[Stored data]
##########

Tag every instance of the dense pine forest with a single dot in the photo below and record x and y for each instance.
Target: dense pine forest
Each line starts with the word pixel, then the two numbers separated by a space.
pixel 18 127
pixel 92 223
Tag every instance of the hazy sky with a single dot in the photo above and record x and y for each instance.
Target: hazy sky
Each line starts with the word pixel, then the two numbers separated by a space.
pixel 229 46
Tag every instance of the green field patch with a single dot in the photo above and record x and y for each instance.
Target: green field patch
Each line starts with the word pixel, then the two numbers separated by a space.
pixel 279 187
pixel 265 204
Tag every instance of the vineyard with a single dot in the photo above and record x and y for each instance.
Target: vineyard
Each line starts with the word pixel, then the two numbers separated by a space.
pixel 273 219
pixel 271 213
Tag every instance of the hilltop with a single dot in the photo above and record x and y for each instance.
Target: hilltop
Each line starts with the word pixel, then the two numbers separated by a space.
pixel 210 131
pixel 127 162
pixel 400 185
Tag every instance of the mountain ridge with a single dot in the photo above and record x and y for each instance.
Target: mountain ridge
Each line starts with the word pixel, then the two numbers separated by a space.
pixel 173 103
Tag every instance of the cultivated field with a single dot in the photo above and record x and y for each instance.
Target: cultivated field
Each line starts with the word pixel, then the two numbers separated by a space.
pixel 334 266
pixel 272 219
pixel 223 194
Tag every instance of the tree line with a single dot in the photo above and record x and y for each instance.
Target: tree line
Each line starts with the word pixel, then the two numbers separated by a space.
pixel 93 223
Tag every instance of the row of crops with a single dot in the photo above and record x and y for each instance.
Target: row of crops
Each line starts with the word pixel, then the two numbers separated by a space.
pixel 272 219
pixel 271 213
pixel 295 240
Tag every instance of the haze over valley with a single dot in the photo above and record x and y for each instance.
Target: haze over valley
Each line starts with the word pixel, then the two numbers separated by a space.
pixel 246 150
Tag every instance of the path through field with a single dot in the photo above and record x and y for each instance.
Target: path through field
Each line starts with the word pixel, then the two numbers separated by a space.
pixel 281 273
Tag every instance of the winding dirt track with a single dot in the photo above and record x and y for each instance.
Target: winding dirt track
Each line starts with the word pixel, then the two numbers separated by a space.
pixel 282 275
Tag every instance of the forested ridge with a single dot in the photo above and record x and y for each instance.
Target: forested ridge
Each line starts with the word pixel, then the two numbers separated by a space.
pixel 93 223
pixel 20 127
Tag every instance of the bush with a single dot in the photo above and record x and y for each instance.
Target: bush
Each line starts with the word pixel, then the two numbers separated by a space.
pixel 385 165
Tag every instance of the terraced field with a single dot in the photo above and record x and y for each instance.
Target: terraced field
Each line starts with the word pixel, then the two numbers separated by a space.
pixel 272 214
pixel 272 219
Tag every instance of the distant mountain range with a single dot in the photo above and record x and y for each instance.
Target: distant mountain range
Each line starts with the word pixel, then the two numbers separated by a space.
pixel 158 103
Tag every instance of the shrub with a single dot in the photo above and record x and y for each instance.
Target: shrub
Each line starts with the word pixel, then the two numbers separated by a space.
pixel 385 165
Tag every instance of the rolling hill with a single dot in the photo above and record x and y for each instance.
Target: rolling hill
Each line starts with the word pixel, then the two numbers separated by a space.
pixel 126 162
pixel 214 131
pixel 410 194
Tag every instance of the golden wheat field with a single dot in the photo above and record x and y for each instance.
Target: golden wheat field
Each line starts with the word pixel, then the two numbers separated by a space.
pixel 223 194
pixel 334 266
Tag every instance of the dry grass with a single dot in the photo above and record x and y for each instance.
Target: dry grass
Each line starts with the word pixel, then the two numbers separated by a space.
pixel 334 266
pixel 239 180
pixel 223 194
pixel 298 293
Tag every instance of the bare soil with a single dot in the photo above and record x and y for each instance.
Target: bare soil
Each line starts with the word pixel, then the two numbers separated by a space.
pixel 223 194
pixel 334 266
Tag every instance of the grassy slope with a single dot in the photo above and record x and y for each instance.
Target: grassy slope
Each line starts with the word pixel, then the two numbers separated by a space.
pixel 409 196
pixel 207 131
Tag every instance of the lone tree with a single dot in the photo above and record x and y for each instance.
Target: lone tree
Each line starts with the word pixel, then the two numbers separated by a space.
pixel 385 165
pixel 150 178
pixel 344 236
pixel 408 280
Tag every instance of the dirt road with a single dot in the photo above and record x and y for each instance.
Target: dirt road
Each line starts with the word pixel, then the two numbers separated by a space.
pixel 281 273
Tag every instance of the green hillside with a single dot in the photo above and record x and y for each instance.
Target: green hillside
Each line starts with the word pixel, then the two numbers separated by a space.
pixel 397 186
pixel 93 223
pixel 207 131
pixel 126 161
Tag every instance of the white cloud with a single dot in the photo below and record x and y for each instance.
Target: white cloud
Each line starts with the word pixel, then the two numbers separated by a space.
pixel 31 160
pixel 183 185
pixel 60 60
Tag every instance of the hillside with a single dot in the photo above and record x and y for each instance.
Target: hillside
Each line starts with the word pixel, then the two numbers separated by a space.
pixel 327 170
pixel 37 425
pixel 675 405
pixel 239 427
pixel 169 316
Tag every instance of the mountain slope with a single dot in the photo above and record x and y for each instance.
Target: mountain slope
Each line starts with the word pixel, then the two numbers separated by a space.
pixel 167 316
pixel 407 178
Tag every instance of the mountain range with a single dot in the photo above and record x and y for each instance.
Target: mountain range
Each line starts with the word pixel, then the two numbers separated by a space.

##########

Pull every one of the rows above into your reply and reproduce each one verbatim, in the same order.

Tag every instance of the dense pine forest with a single dot in the photo below and record x and y for each instance.
Target: dense pine forest
Each line starts with the word pixel, then the two numbers separated by a space.
pixel 18 127
pixel 92 223
Tag every instance of the hazy sky with a single dot in the photo above and record x and y for each instance.
Target: hazy sky
Each line starts with the word pixel, then the two numbers separated by a space.
pixel 229 46
Tag every instance of the green field patch with a single dot in the photo above and record x and y for each instance.
Target: green field patch
Each line starts with the word pixel, then the two numbers separated by a space.
pixel 279 187
pixel 265 204
Tag every instance of the vineyard with a single dot in the photo above and record x and y for each instance.
Target: vineyard
Each line starts with the word pixel, then the two numbers separated by a space.
pixel 273 219
pixel 271 213
Tag every instance of the hilltop with a single dot in the photo above and record x and y for each instance.
Target: hilltop
Each line starts with the word pixel, then the two numbers separated by a space.
pixel 210 131
pixel 127 162
pixel 400 185
Tag every instance of the mountain ridge with a single dot in the photo above and record x and y for each instance.
Target: mountain ridge
Each line starts with the word pixel, then the two numbers separated by a space.
pixel 173 103
Tag every instance of the cultivated field with a single dot in the photo above and record x and y for each instance.
Target: cultivated field
Each line starts with the word pixel, then the two numbers separated by a space.
pixel 334 266
pixel 272 219
pixel 223 194
Tag every instance of the tree line with a single dot in the photo above and record x and y for each instance.
Target: tree line
Each line starts with the word pixel, then the two numbers separated by a space.
pixel 93 223
Tag every instance of the row of crops with a single dot in the photo above and record x and y for each instance.
Target: row of crops
Each line starts with the word pixel, then the two numbers separated by a space.
pixel 272 219
pixel 271 213
pixel 295 240
Tag every instance of the haze over valley with a single dot in the photo above and record x and y for each instance.
Target: haze over valley
Each line starts with the word pixel, then the two numbers separated by a space.
pixel 246 150
Tag every instance of the path through field with a single dot in the photo above and record x and y for each instance.
Target: path through field
Each line starts with the word pixel, then the two numbers separated by a space.
pixel 281 273
Tag every instance of the winding dirt track with a single dot in the photo above and record x and y for each instance.
Target: winding dirt track
Each line starts with the word pixel, then the two numbers separated by a space.
pixel 282 275
Tag every instance of the forested ridge with a single dot in the photo above and record x and y for each instance.
Target: forested ridge
Each line starts with the word pixel, then the two numbers separated by a space.
pixel 93 223
pixel 20 127
Tag every instance of the bush with a single dot in the photo above and record x and y for each instance.
Target: bush
Each line starts with the word pixel, then the two numbers separated by a space.
pixel 385 165
Tag every instance of the terraced field with a single dot in the photo above and record x and y for each instance.
Target: terraced field
Each line starts with the word pixel, then the two numbers separated by a space.
pixel 272 214
pixel 272 219
Tag every instance of the distant mountain range with a single dot in the photo above and record x and y for each instance.
Target: distant mountain range
Each line starts with the word pixel, then the two numbers separated by a space.
pixel 158 103
Tag every instance of the shrub with a single dot in the photo above and record x and y for each instance.
Target: shrub
Each line starts with the word pixel, then the two numbers separated by a space.
pixel 385 165
Tag every instance of the rolling hill with a single dot in the photo above and record x and y for each instance.
Target: rolling hill
Each line starts with the word pixel, then the two numbers separated by a space.
pixel 126 162
pixel 214 131
pixel 410 194
Tag every instance of the golden wheat field with a single dot in the photo above and record x and y for each instance.
Target: golden wheat field
Each line starts with the word pixel, then the two numbers separated by a space.
pixel 223 194
pixel 334 266
Tag every instance of the dry grass with a single dot in the photo above and record x and y for each instance.
Target: dry grass
Each line starts with the word pixel, then the two numbers separated by a space.
pixel 334 266
pixel 239 180
pixel 223 194
pixel 298 293
Tag every instance of the bare soil with a single dot in the photo above and record x and y for each instance.
Target: bare soil
Each line starts with the word pixel, then the two numbers separated by a space.
pixel 223 194
pixel 334 266
Tag every instance of the grassy slope with a single dot in the photo above and record x and y for each instance.
Target: grassy slope
Each line starts with the word pixel, then the two numbers separated by a space.
pixel 409 196
pixel 207 131
Tag every instance of the lone tree with a single dot in the photo above and record x and y for each instance.
Target: lone tree
Each line starts with the word pixel, then the two numbers separated by a space.
pixel 385 165
pixel 150 178
pixel 344 236
pixel 408 280
Tag every instance of the dirt road with a single dot in the photo above and record x and y for each instance.
Target: dirt road
Each line starts with the word pixel, then the two numbers separated by a space.
pixel 281 273
Tag every instance of the green hillside with a single dot in the photo above and record x and y for each instance.
Target: green hillside
Each line starts with the word pixel, then the two numbers separated by a space.
pixel 397 186
pixel 93 223
pixel 207 131
pixel 126 161
Tag every instance of the white cloud with a single dot in the photo below and record x and y for each instance.
Target: white cloud
Each line starts with the word pixel, then the two numbers separated by a space.
pixel 31 160
pixel 183 185
pixel 60 60
Tag every instance of the hillside with a single dot in the photo above and record x and y for each instance.
Target: hillside
Each line starts with the word pixel, then the two numbers separated by a space.
pixel 327 170
pixel 37 425
pixel 675 405
pixel 239 427
pixel 169 316
Tag every instance of the mountain slope with a single dot in the photo above and record x and y for each instance.
Target: mountain slope
Each line starts with the word pixel, then the two numbers separated by a space.
pixel 167 316
pixel 407 178
Tag every instance of the mountain range with a single dot in the photo above and record x and y for each instance.
Target: mountain range
Each line starts with the word pixel, then the two numbers separated by a space.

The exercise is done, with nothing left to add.